### GIVEN PROBLEM
Print every line of the listing exactly, please.

### SOURCE DATA
** START **
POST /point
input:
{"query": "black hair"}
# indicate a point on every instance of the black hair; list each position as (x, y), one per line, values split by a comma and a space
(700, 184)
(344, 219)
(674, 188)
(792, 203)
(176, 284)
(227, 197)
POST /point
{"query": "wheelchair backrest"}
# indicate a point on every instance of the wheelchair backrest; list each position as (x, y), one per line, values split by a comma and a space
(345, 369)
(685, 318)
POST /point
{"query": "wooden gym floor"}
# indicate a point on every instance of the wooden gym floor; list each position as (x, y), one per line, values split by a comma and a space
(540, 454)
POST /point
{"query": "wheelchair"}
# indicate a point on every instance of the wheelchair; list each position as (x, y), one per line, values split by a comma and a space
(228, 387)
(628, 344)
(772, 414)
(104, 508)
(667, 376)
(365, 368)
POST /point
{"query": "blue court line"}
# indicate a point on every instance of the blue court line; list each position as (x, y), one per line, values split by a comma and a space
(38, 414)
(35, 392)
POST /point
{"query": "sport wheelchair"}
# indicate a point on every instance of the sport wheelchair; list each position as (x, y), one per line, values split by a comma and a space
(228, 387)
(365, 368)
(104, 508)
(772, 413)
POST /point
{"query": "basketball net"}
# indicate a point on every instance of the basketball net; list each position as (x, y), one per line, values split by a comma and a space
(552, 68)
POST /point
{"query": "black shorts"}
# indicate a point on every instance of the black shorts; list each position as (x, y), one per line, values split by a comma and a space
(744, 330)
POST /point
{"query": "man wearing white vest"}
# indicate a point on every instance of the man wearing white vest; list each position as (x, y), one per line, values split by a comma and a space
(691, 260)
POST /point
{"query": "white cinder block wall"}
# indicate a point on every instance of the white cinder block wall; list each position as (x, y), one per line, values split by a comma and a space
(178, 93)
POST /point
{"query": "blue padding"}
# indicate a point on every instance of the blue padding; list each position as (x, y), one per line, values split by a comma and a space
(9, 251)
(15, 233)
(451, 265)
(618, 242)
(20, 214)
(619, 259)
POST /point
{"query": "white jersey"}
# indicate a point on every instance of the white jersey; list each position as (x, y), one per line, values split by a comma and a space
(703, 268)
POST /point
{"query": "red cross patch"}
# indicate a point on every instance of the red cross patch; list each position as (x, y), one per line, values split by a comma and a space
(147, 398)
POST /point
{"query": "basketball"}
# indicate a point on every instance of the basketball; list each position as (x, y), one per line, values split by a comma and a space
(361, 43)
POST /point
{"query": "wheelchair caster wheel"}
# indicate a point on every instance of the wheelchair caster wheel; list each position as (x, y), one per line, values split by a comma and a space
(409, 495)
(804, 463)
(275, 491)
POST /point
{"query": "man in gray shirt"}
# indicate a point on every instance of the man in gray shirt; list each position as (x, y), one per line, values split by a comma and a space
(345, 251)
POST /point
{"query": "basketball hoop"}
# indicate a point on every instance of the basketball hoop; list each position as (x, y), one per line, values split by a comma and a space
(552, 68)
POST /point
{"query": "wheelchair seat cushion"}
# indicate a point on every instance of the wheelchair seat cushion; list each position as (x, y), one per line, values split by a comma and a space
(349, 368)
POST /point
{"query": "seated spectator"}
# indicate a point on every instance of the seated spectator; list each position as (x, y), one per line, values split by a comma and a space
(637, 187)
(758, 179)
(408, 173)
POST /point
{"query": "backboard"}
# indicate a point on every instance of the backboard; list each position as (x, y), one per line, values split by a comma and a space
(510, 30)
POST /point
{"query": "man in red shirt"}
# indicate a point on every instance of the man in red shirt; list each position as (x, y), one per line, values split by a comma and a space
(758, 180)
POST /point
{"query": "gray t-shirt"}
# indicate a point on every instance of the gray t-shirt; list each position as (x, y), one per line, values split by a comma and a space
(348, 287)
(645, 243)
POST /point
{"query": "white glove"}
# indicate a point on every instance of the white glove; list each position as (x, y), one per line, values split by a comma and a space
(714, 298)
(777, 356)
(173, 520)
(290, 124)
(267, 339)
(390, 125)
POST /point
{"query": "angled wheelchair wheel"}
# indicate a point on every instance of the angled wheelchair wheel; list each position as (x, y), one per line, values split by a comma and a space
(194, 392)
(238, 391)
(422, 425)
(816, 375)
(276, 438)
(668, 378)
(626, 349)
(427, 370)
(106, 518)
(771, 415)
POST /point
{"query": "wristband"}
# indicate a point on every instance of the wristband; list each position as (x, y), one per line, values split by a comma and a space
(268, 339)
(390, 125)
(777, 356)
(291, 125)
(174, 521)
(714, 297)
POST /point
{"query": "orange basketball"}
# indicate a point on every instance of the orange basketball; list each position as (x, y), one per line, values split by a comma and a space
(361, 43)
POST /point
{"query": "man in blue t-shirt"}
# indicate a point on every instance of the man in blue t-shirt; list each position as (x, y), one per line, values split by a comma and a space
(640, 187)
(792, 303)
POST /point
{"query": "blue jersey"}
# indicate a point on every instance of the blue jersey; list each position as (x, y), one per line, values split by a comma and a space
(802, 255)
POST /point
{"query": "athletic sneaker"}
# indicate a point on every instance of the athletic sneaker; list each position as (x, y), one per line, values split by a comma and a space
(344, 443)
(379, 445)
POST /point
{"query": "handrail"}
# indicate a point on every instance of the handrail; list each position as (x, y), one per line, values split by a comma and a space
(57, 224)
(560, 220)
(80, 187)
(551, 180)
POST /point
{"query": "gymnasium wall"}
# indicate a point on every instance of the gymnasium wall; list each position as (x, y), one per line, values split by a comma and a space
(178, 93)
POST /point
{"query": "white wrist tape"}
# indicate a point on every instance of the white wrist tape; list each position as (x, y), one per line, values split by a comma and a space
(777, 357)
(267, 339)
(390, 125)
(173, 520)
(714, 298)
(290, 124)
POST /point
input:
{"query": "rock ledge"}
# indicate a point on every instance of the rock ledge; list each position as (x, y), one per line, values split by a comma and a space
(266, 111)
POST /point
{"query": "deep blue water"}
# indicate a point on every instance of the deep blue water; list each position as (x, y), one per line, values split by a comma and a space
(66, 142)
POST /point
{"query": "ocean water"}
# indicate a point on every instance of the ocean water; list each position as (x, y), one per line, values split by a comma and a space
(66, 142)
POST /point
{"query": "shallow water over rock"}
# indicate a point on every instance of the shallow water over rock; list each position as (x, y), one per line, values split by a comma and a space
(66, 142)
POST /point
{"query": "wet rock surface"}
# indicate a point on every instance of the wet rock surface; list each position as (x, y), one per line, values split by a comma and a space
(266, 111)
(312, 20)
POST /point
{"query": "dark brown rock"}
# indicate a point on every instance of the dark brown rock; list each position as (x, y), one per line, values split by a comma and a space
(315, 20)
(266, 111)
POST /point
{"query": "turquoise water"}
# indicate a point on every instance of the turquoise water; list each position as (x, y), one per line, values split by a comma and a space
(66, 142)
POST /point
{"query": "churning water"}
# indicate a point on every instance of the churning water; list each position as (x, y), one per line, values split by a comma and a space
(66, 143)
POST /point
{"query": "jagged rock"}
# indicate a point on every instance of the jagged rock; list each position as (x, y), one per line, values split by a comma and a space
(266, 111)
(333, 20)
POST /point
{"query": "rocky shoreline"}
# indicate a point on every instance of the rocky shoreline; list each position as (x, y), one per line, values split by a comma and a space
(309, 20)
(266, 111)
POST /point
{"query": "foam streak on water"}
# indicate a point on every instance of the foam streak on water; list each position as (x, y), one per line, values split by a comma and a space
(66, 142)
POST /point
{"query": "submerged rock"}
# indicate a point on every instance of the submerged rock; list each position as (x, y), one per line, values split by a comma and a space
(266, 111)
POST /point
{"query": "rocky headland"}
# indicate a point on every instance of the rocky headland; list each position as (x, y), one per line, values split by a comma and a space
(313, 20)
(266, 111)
** END **
### WRITTEN SOLUTION
POST /point
input:
{"query": "black hair"}
# indicate a point on every instance of the black hair; list each position as (x, y), one per line, values split by a comma and a space
(700, 184)
(344, 219)
(674, 188)
(792, 203)
(176, 284)
(227, 197)
POST /point
{"query": "wheelchair backrest"}
# indicate a point on every instance of the wheelchair backrest; list each position as (x, y), one per line, values split by a comma and a space
(345, 369)
(685, 318)
POST /point
{"query": "wooden gym floor"}
# indicate a point on every instance of the wooden gym floor; list each position as (x, y), one per line, values split by a comma and a space
(540, 454)
POST /point
{"query": "wheelchair"}
# indicate a point on every instance of the wheelchair; list each position as (x, y), one per line, values split by a comma and a space
(228, 387)
(628, 344)
(772, 414)
(104, 508)
(667, 376)
(365, 368)
POST /point
{"query": "blue court line"}
# indicate a point on every instance of the blue court line; list each position as (x, y), one per line, values split by a comma and a space
(38, 414)
(35, 392)
POST /point
{"query": "sport wheelchair"}
# indicate a point on every instance of the sport wheelchair; list each position as (x, y), one per line, values split by a comma and a space
(228, 387)
(365, 368)
(104, 508)
(772, 413)
POST /point
{"query": "basketball net"}
# indicate a point on every instance of the basketball net; list each position as (x, y), one per line, values split by a comma and a space
(552, 68)
POST /point
{"query": "black shorts"}
# indicate a point on every instance of the black shorts; list each position as (x, y), one per line, values split by a comma and a space
(744, 330)
POST /point
{"query": "man wearing white vest"}
# indicate a point on every instance of the man wearing white vest; list each position as (x, y), one per line, values split by a comma and a space
(691, 260)
POST /point
{"query": "white cinder block wall"}
# indicate a point on every instance of the white cinder block wall; list each position as (x, y), one per line, values split by a comma and a space
(178, 93)
POST /point
{"query": "blue padding"}
# indicate a point on every instance of the blue padding; list each position as (x, y), one per line, values split by a comma and a space
(9, 251)
(15, 233)
(451, 265)
(618, 242)
(20, 214)
(619, 259)
POST /point
{"query": "white jersey"}
# indicate a point on every instance of the white jersey; list each position as (x, y), one per line, values split by a comma and a space
(703, 268)
POST /point
{"query": "red cross patch"}
# indicate a point on every instance of the red cross patch; list each position as (x, y), one per line, values split by a comma and a space
(147, 398)
POST /point
{"query": "basketball"}
# indicate a point on every instance of the basketball; list each position as (x, y), one per line, values split by a comma and a space
(361, 43)
POST /point
{"query": "wheelchair caster wheel"}
# indicate a point on every instance of the wheelchair caster wheel; list each position as (x, y), one per line, values split by a comma and a space
(409, 495)
(804, 463)
(275, 491)
POST /point
{"query": "man in gray shirt"}
# indicate a point on every instance of the man in gray shirt; list each position as (x, y), one per line, values split by a comma and a space
(345, 251)
POST /point
{"query": "basketball hoop"}
# indicate a point on every instance of the basketball hoop; list each position as (x, y), one per line, values split by a comma and a space
(552, 68)
POST /point
{"query": "wheelchair seat cushion"}
# indicate a point on every instance of the wheelchair seat cushion; list each position as (x, y), one per line, values split by a comma and a space
(349, 368)
POST /point
{"query": "seated spectator"}
# indicate a point on every instance of the seated spectator; list each position as (x, y), one per line, values split by a comma and a space
(637, 187)
(758, 179)
(408, 173)
POST /point
{"query": "backboard"}
# indicate a point on every instance of the backboard; list each position as (x, y), one per line, values split by a comma and a space
(510, 30)
POST /point
{"query": "man in red shirt"}
# indicate a point on every instance of the man in red shirt; list each position as (x, y), one per line, values split by a comma and a space
(758, 180)
POST /point
{"query": "gray t-shirt"}
# indicate a point on every instance of the gray t-shirt; list each position as (x, y), one per line, values split by a comma and a space
(348, 287)
(645, 243)
POST /point
{"query": "white glove"}
# indicate a point on every instance of the white glove; list each position as (x, y), one per line, values split by a comma and a space
(714, 298)
(777, 356)
(173, 520)
(290, 124)
(267, 339)
(390, 125)
POST /point
{"query": "angled wheelchair wheel"}
# indicate a point on every instance of the angled wheelchair wheel; list each position as (x, y), one per line, values split by a comma and a space
(194, 392)
(238, 391)
(422, 425)
(816, 375)
(276, 438)
(668, 378)
(626, 349)
(427, 370)
(106, 518)
(771, 415)
POST /point
{"query": "wristband"}
# indicate a point on every instance of the wristband; list each position as (x, y), one per line, values split by a comma and a space
(268, 339)
(390, 125)
(777, 356)
(291, 125)
(174, 521)
(714, 297)
POST /point
{"query": "orange basketball"}
# indicate a point on every instance of the orange basketball; list each position as (x, y), one per line, values split by a comma and a space
(361, 43)
POST /point
{"query": "man in blue t-shirt"}
# indicate a point on every instance of the man in blue t-shirt; list each position as (x, y), one per line, values split by a comma and a space
(640, 187)
(792, 303)
POST /point
{"query": "blue jersey"}
# indicate a point on every instance of the blue jersey; list each position as (x, y), one per line, values split by a comma and a space
(802, 255)
POST /point
{"query": "athletic sneaker"}
# indicate a point on every instance of the athletic sneaker; list each position as (x, y), one per line, values split by a comma and a space
(344, 443)
(379, 445)
POST /point
{"query": "handrail"}
# indicate a point on every instance of the handrail; list each position as (x, y), one per line, values split by a comma and a space
(57, 224)
(560, 220)
(80, 187)
(551, 180)
POST /point
{"query": "gymnasium wall"}
# indicate a point on every instance of the gymnasium wall; list each position as (x, y), one per line, values split by a comma and a space
(178, 93)
POST /point
{"query": "white wrist tape"}
# indicate a point on every instance of the white wrist tape; list each position as (x, y), one per line, values split by a comma and a space
(777, 357)
(267, 339)
(390, 125)
(173, 520)
(714, 298)
(290, 124)
POST /point
input:
{"query": "rock ledge"}
# indicate a point on every instance of the rock ledge; list each position as (x, y), one per line, values split by a comma and a space
(266, 111)
POST /point
{"query": "deep blue water"}
# indicate a point on every instance of the deep blue water; list each position as (x, y), one per line, values split by a comma and a space
(66, 142)
POST /point
{"query": "ocean water"}
# indicate a point on every instance of the ocean water; list each position as (x, y), one per line, values split by a comma and a space
(66, 142)
POST /point
{"query": "shallow water over rock"}
# indicate a point on every instance of the shallow water over rock; list each position as (x, y), one per line, values split by a comma and a space
(66, 142)
POST /point
{"query": "wet rock surface"}
# indicate a point on every instance of the wet rock surface; list each position as (x, y), one per line, values split by a comma and a space
(266, 111)
(312, 20)
POST /point
{"query": "dark brown rock"}
# indicate a point on every instance of the dark brown rock; list each position as (x, y), one per line, values split by a comma and a space
(315, 20)
(266, 111)
POST /point
{"query": "turquoise water"}
# indicate a point on every instance of the turquoise water; list each position as (x, y), one per line, values split by a comma and a space
(66, 142)
POST /point
{"query": "churning water"}
# indicate a point on every instance of the churning water; list each position as (x, y), one per line, values split by a comma and a space
(66, 143)
POST /point
{"query": "jagged rock"}
# indicate a point on every instance of the jagged rock; list each position as (x, y), one per line, values split by a comma and a space
(266, 111)
(333, 20)
POST /point
{"query": "rocky shoreline"}
# indicate a point on every instance of the rocky shoreline; list each position as (x, y), one per line, values split by a comma and a space
(309, 20)
(266, 111)
POST /point
{"query": "foam streak on water"}
# indicate a point on every instance of the foam streak on water; list each position as (x, y), one per line, values split by a comma and a space
(66, 142)
POST /point
{"query": "submerged rock"}
# indicate a point on every instance of the submerged rock; list each position as (x, y), one per line, values split by a comma and a space
(266, 111)
POST /point
{"query": "rocky headland"}
# indicate a point on every instance of the rocky headland; list each position as (x, y), one per line, values split by a comma and a space
(313, 20)
(266, 111)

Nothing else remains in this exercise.